• Problem requirements: Edit the data so that each instance of "air conditioner" reads "cooling unit" instead. Reproduce every other line without alteration.

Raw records
------------

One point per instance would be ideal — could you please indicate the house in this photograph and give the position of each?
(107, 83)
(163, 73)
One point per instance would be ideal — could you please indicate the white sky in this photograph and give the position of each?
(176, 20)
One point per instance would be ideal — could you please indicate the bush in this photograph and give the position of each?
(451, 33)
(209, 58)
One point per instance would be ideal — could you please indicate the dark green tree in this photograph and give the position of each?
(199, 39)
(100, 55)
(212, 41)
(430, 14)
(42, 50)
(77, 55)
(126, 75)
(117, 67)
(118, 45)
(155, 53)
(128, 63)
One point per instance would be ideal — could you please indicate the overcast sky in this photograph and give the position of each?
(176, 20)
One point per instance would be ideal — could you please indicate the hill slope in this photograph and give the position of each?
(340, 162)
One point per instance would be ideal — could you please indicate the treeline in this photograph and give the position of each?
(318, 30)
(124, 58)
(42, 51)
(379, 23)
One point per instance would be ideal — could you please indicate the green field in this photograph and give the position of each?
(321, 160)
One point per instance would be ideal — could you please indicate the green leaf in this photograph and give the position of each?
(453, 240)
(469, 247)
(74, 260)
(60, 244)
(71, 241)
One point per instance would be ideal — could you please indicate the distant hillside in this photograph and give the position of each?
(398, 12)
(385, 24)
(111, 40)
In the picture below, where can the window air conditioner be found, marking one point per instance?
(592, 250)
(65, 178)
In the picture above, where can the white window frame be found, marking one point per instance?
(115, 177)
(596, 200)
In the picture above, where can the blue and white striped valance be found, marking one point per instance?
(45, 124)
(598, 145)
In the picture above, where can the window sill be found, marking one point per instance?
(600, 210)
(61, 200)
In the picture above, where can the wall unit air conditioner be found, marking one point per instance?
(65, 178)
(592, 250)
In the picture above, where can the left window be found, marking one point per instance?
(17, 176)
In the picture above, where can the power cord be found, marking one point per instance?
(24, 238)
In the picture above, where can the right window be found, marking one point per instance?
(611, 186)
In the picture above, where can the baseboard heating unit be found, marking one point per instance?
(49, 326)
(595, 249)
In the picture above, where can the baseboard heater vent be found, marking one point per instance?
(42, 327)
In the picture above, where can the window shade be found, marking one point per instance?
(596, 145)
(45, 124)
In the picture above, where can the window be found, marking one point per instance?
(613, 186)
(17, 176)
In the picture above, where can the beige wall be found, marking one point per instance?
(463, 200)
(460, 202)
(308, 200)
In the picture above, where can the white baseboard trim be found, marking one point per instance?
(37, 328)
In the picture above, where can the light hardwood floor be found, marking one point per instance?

------------

• Response to the exercise:
One point per instance would be ideal — could you please indicate the house in this photograph and give the position of each?
(107, 83)
(163, 73)
One point per instance would be ideal — could you please indicate the white sky in this photograph and give the position of each?
(176, 20)
One point per instance would be ideal — could you please indicate the bush in this photograph and give the position of each?
(451, 33)
(209, 58)
One point per instance would be ideal — could you please indicate the dark green tree in this photograph and give the position of each?
(199, 39)
(100, 55)
(212, 41)
(430, 14)
(42, 50)
(77, 55)
(126, 75)
(117, 67)
(118, 45)
(155, 53)
(128, 63)
One point per instance would be ideal — could you please indicate the overcast sky in this photograph and give the position of each?
(176, 20)
One point per instance would be ideal — could you please indicate the hill slope in this photograph and give the position of each?
(340, 162)
One point per instance would be ideal — could you please indicate the treeline in this photograph and give the position of each?
(318, 30)
(124, 58)
(42, 51)
(379, 23)
One point per instance would be ideal — could you please indicate the green field in this photograph and give the position of each?
(321, 160)
One point per instance would be ideal — could you please indicate the green leaf in this photograph and give the position of each?
(453, 240)
(469, 247)
(74, 260)
(60, 244)
(71, 241)
One point per instance would be ideal — could you please indicate the distant hillside in this photograph and give the position of each?
(398, 12)
(385, 24)
(111, 40)
In the picture below, where can the window cooling unit be found, marking one point per instance?
(592, 250)
(65, 178)
In the picture above, where can the white window frame be found, marking one point per instance?
(115, 177)
(596, 200)
In the picture above, where can the blue and white striped valance be found, marking one point per instance?
(45, 124)
(598, 145)
In the picture above, where can the window sill be found, marking one point per instance?
(600, 210)
(61, 200)
In the picture above, where can the wall unit cooling unit be found, marking one point per instance?
(65, 178)
(592, 250)
In the picture above, where can the left window be found, marking one point per instance?
(17, 176)
In the picture above, where can the power cord be found, marking one point per instance?
(24, 238)
In the picture above, where can the right window be found, marking one point per instance?
(611, 186)
In the picture above, where can the baseboard heating unit be found, marking one point per instance?
(49, 326)
(595, 249)
In the picture above, where can the baseboard heater vent be found, marking one point per instance?
(42, 327)
In the picture above, where can the window shade be found, marking one point per instance?
(596, 145)
(45, 124)
In the picture above, where can the window be found, marking one point per instance?
(613, 186)
(17, 176)
In the picture above, where can the beige wall be found, marking one point per instance?
(463, 200)
(460, 202)
(308, 200)
In the picture above, where can the white baseboard trim be found, marking one point per instance?
(37, 328)
In the picture above, where can the light hardwood floor be found, marking one point per instance?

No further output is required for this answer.